Given information START

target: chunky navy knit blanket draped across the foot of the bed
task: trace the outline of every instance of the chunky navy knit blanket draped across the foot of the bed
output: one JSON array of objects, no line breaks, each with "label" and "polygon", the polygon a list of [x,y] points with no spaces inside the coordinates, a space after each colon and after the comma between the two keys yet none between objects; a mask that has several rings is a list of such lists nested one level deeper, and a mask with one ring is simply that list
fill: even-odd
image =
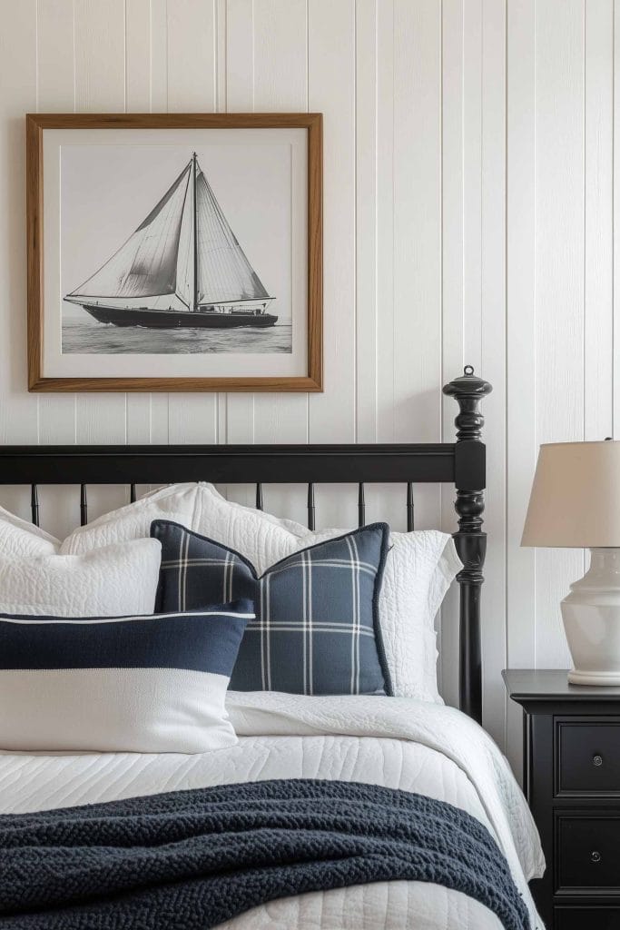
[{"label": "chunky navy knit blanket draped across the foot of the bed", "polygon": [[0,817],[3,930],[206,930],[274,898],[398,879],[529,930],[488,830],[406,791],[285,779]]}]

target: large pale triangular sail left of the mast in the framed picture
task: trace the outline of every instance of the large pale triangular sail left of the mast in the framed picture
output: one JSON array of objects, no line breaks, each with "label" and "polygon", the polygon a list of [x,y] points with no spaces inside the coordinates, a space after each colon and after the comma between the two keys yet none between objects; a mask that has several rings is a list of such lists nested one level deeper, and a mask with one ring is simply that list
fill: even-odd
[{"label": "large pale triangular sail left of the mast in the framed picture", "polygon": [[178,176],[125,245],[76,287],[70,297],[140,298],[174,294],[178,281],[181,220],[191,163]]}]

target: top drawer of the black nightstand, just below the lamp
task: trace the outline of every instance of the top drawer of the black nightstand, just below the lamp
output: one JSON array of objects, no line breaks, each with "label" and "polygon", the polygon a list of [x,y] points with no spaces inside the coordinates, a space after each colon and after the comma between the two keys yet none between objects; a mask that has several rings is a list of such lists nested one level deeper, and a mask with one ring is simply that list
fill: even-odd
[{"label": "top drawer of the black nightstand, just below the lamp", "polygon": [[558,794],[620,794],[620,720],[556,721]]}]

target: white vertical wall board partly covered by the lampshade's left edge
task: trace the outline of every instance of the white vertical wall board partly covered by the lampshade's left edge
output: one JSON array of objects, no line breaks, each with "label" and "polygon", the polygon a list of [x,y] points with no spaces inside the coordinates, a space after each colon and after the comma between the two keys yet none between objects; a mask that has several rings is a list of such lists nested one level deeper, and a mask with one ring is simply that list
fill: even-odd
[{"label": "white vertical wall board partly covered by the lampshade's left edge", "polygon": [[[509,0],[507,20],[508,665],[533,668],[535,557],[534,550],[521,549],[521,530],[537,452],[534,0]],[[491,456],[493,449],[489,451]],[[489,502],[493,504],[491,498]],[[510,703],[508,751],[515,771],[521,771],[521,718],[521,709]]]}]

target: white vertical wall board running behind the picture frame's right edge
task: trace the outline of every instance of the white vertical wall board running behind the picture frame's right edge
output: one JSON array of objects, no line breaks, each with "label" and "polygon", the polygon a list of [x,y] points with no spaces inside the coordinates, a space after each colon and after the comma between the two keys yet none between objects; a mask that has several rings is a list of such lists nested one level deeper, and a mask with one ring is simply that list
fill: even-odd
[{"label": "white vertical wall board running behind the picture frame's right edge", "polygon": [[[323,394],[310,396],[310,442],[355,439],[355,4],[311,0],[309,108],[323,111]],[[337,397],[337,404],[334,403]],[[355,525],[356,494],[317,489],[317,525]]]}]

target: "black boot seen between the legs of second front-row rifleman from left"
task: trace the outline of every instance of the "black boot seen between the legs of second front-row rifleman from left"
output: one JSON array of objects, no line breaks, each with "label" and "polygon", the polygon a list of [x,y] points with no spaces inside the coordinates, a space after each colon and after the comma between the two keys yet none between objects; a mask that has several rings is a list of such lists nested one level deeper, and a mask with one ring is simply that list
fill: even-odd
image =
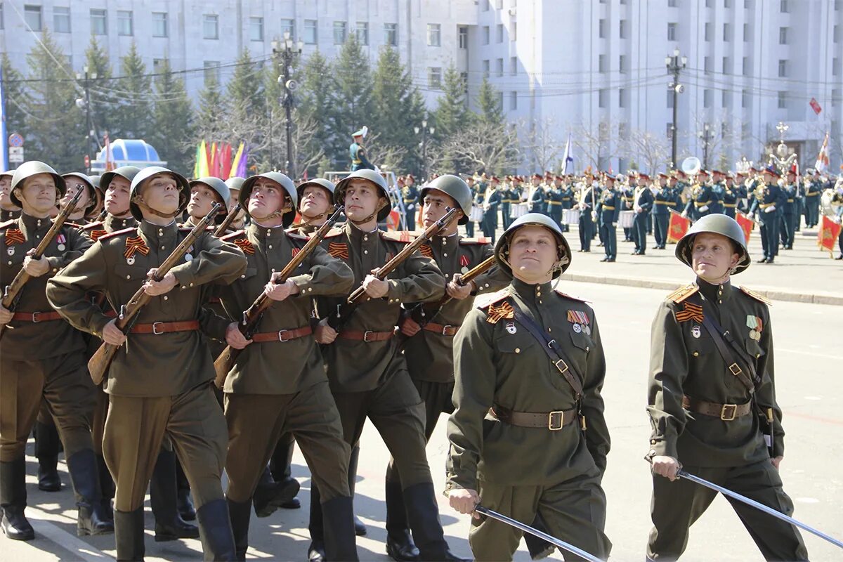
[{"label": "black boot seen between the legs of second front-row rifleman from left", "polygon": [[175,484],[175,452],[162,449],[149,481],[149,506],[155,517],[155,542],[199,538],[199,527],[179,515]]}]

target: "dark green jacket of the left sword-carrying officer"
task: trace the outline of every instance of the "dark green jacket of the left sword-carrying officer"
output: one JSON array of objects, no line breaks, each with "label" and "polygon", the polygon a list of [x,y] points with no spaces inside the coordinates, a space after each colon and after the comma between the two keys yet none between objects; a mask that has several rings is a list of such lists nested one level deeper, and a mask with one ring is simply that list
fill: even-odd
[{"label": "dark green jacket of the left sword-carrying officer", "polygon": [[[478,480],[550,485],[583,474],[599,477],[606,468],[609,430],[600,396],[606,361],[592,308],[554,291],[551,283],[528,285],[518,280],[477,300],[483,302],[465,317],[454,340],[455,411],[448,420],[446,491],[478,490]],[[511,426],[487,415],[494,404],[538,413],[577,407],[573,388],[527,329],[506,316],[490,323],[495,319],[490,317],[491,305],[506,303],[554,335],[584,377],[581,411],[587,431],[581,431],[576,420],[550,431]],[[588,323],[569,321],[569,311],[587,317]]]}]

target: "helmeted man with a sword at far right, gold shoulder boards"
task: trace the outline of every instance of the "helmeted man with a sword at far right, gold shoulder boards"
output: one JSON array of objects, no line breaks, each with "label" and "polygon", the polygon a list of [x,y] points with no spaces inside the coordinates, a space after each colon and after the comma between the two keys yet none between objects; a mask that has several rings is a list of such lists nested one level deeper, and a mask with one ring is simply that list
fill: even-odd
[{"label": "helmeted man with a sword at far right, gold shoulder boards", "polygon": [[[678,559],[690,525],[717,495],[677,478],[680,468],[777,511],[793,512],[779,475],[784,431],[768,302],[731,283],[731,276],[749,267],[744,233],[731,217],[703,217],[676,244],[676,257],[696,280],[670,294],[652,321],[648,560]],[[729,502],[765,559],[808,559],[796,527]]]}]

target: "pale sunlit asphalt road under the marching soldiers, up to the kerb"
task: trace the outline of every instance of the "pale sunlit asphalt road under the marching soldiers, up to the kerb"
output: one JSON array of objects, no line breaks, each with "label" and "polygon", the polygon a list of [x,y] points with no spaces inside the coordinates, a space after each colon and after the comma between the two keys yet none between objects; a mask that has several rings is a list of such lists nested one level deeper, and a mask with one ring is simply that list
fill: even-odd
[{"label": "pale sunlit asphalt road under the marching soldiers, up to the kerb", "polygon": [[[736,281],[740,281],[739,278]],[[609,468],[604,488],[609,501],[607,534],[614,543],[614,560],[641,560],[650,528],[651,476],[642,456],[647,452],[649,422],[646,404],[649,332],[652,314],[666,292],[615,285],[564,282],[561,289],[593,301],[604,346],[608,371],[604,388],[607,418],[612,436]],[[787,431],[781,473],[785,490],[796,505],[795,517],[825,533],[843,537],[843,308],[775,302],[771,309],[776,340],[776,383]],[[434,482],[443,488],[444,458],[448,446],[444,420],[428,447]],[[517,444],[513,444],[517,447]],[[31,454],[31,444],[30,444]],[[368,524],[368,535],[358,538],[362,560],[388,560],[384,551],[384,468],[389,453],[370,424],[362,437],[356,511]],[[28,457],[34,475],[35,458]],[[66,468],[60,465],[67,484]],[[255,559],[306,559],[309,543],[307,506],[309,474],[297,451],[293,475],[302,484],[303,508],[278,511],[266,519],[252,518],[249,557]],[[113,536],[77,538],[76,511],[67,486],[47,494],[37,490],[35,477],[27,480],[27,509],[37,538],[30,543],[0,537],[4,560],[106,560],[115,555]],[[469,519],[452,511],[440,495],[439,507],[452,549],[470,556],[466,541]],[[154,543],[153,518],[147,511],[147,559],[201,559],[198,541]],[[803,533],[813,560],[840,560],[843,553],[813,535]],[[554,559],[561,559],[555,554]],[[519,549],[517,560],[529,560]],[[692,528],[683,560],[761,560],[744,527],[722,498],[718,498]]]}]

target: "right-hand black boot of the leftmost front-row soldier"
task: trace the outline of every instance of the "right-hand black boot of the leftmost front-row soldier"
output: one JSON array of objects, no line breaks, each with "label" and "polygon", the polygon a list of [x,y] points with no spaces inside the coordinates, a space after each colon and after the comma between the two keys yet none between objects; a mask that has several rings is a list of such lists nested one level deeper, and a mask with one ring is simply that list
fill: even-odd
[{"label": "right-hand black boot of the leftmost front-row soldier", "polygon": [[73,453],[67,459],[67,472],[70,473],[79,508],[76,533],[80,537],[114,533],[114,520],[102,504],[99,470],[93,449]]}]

Given information END

## Problem statement
Each line that contains "outline" is to be copied from the listing above.

## Answer to this task
task: trace the outline of every instance of the chunky navy knit blanket draped across the foot of the bed
task: trace the outline of every instance of the large pale triangular sail left of the mast in the framed picture
task: trace the outline of every instance of the top drawer of the black nightstand, just below the lamp
task: trace the outline of every instance of the white vertical wall board partly covered by the lampshade's left edge
task: trace the outline of every instance of the white vertical wall board running behind the picture frame's right edge
task: trace the outline of every instance of the "black boot seen between the legs of second front-row rifleman from left"
task: trace the outline of every instance of the "dark green jacket of the left sword-carrying officer"
task: trace the outline of every instance of the "helmeted man with a sword at far right, gold shoulder boards"
task: trace the outline of every instance of the "pale sunlit asphalt road under the marching soldiers, up to the kerb"
task: trace the outline of every instance of the "right-hand black boot of the leftmost front-row soldier"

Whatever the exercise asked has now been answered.